WHAT YOU HAVE TO DO:
Reproduce verbatim the lines below, starting at the line that contains "Query: duck's shoulder" and ending at the line that contains "(120, 1025)", with both of those lines included.

RECORDS TO PROCESS:

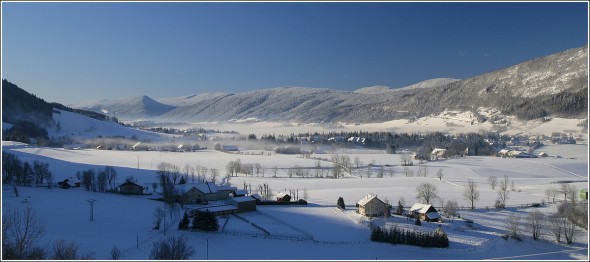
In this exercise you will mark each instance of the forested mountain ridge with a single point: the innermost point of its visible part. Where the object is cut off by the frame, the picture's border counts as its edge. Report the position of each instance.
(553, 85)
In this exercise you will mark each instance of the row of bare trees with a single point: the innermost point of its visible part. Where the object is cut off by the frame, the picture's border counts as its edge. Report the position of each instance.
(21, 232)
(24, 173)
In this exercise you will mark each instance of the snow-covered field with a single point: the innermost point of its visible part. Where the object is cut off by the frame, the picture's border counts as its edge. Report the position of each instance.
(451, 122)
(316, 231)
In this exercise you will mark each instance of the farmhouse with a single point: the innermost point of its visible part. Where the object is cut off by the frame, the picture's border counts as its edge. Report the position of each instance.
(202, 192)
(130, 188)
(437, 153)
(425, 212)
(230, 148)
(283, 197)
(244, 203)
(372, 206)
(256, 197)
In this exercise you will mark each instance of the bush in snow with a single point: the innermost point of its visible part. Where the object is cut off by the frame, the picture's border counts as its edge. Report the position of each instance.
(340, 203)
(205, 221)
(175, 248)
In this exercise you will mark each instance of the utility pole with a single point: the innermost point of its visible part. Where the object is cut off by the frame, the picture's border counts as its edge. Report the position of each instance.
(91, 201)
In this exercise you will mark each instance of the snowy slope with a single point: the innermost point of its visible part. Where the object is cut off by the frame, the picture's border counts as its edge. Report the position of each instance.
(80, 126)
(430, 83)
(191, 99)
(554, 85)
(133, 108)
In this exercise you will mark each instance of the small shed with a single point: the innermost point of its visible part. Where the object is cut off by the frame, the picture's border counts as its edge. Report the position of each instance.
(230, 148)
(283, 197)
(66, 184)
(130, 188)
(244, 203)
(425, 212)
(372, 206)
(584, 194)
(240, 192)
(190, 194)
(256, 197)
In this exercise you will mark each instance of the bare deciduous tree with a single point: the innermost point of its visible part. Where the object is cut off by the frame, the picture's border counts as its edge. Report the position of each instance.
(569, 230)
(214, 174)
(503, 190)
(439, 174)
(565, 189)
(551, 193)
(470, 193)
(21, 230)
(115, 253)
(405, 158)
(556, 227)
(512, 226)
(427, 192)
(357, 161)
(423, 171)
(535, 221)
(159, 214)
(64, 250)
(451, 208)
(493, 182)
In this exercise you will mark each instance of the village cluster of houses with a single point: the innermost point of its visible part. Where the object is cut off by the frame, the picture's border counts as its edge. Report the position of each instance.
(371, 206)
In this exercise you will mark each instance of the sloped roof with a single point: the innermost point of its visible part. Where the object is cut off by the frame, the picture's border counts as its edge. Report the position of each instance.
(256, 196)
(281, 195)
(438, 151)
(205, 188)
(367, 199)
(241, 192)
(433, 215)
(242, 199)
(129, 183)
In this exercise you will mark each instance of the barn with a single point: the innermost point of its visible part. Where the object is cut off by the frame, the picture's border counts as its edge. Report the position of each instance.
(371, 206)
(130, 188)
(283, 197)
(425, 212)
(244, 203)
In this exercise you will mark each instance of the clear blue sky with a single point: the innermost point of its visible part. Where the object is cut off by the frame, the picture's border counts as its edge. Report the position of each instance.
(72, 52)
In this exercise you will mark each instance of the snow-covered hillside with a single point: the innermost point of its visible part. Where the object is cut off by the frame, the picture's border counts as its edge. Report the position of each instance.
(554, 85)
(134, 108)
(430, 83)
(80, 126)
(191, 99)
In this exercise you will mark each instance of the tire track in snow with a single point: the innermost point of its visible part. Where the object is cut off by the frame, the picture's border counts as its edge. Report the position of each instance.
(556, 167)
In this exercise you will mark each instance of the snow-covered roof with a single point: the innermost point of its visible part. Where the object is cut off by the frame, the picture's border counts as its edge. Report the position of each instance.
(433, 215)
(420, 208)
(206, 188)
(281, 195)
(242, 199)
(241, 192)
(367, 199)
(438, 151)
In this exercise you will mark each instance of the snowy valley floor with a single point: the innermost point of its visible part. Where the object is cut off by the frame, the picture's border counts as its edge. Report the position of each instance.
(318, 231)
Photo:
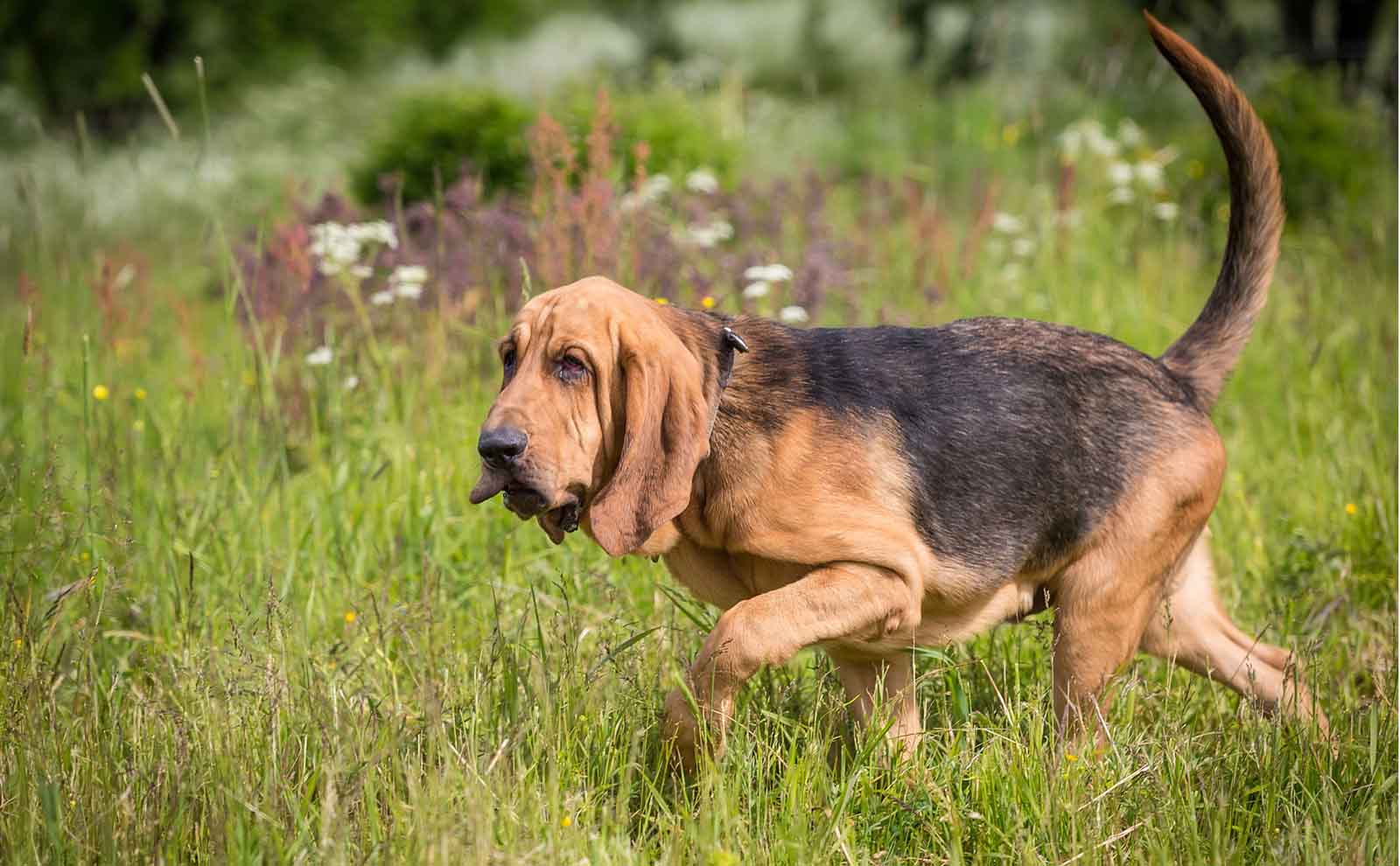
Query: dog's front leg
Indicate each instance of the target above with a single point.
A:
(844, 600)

--

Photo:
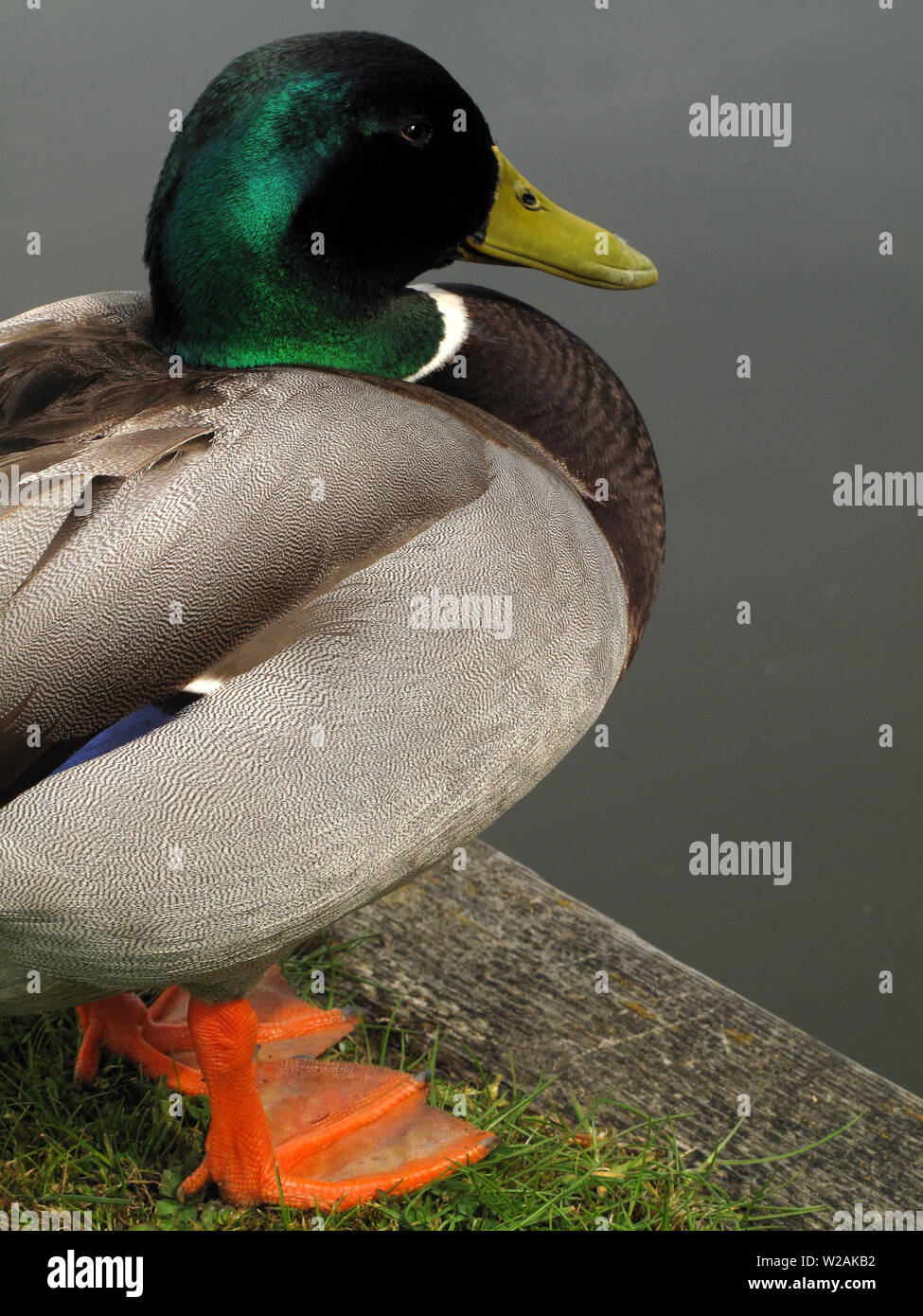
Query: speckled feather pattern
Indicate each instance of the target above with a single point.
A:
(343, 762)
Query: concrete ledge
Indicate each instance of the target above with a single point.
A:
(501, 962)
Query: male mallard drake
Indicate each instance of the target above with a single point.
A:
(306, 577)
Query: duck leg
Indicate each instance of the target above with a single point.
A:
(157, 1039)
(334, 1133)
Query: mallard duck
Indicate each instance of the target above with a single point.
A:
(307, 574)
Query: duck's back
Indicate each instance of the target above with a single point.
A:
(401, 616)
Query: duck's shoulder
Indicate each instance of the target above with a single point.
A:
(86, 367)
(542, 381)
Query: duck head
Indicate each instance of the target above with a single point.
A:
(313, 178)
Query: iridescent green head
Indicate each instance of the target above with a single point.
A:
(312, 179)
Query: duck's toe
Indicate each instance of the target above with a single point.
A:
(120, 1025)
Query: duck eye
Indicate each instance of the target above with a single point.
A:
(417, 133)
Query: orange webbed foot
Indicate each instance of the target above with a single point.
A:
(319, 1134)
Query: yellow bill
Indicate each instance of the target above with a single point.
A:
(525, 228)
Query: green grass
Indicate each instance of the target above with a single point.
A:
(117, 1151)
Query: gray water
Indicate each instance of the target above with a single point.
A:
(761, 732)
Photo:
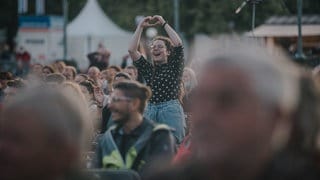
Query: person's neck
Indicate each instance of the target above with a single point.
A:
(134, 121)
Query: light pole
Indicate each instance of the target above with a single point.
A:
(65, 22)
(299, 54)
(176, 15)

EXERCISE RESULT:
Query: duck's shoulder
Indicate each instance of the target above with a single point.
A:
(86, 367)
(542, 381)
Query: duck head
Indicate each instance of the target above with a single point.
A:
(313, 178)
Query: iridescent green head
Indicate each instance of the target above with a single point.
A:
(312, 179)
Query: duck's toe
Indicate each instance of the target above with a single point.
A:
(120, 1025)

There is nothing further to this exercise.